:: Material provided
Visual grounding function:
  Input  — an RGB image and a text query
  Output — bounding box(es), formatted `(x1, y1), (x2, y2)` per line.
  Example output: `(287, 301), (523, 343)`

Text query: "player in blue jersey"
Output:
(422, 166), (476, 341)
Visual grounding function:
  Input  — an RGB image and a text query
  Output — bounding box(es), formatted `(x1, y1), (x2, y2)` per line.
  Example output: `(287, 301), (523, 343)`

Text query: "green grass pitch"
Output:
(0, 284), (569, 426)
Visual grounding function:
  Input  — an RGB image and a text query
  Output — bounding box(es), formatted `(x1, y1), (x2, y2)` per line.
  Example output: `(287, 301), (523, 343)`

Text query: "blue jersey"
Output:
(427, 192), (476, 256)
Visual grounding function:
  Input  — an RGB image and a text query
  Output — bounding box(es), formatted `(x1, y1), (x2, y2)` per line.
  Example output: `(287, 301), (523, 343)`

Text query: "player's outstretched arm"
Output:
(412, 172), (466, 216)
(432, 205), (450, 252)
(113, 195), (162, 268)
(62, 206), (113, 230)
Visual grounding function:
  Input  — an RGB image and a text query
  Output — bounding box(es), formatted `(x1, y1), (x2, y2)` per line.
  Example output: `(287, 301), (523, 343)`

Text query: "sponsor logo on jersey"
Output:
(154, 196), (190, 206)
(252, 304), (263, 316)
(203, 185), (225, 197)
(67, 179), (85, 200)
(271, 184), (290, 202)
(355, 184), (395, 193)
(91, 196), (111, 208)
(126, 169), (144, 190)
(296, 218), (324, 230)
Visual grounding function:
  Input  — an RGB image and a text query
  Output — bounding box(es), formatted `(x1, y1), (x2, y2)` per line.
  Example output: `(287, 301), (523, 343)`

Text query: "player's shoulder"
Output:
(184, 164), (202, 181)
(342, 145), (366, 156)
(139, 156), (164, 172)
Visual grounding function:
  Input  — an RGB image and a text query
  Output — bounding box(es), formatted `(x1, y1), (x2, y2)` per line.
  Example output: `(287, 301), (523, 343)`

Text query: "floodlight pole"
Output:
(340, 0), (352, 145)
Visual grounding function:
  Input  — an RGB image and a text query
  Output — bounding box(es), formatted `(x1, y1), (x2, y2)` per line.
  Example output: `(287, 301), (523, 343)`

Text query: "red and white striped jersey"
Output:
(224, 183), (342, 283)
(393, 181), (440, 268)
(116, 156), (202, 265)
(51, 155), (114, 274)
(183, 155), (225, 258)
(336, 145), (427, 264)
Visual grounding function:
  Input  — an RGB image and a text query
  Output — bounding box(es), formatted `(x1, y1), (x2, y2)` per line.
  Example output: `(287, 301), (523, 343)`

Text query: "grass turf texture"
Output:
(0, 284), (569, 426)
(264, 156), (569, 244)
::::
• _The exercise_: Reproduce the entire listing above verbatim, line for line from start to finish.

• _Worked solution_:
Visual grounding function:
  Input  — an RGB image and a text query
  Output — bounding box(es), formatted `(x1, y1), (x2, y2)` per line.
  Example output: `(287, 301), (523, 343)`

Text query: "player in blue jersey"
Output:
(422, 166), (476, 341)
Visual grounding function:
  Input  — an RGB image and a text query
  Output — bounding box(es), formatted `(x1, y1), (x2, y2)` per line.
  Example output: `(287, 301), (523, 343)`

Text query: "green grass pitch"
Output:
(0, 284), (569, 426)
Visual grounding function:
  Input  — an RGB image and a text query
  Output — bounding box(es), formatted `(x1, y1), (x2, y2)` per line.
  Example output: `(287, 301), (523, 343)`

Text query: "blue jersey"
Output:
(427, 192), (476, 256)
Visual grounding function:
  Input  — an RGB image and a text query
  Output — bounding box(es), formatted `(x1, y1), (x2, y2)` per line.
  Example output: `(287, 301), (523, 343)`

Text query: "player's outstretched arm"
Output:
(412, 172), (466, 216)
(432, 205), (450, 252)
(113, 195), (162, 268)
(62, 206), (113, 230)
Visual grounding function:
  Input  — an RGB image and a text query
  Output — bounding box(es), formatted `(x1, y1), (x2, y2)` per line.
  Example output: `(287, 301), (523, 343)`

Text query: "sponsor logo on jersey"
Output:
(154, 196), (190, 206)
(252, 304), (263, 316)
(203, 185), (225, 197)
(67, 179), (85, 200)
(271, 184), (290, 202)
(355, 184), (395, 193)
(91, 196), (111, 208)
(126, 169), (144, 190)
(296, 218), (324, 230)
Visual grounding function:
  Input  — an RGB image and a text query
  Output — bounding box(es), formatted `(x1, y1), (x2, y2)` per line.
  Example output: `(287, 301), (523, 343)`

Text query: "player's shoulder"
Output:
(184, 164), (202, 181)
(342, 145), (366, 156)
(139, 156), (164, 172)
Visual grounding function:
  Input  — an RGB image and a text query
  Output — bounding box(es), formatted `(x1, y1), (x2, y2)` per line.
  Example output: `(287, 301), (523, 343)`

Text query: "floodlight pole"
Output:
(340, 0), (352, 145)
Visual grounding function:
  Input  — an RGB image and a text query
  Output — bounding box(es), formatted `(x1, y1), (x2, y2)` per line.
  Example output: `(287, 301), (523, 343)`

Text query: "red and white striped jersey"
Output:
(224, 183), (342, 283)
(393, 181), (440, 268)
(116, 156), (202, 265)
(51, 155), (114, 274)
(183, 155), (225, 258)
(336, 145), (427, 264)
Visual grounding function:
  Input  — an RGB image and a text query
  Output — bounding box(es), formatted `(x1, y1), (x2, y2)` per line.
  Example output: `(287, 301), (523, 343)`

Text query: "grass turf texture"
Output:
(0, 284), (569, 426)
(264, 156), (569, 244)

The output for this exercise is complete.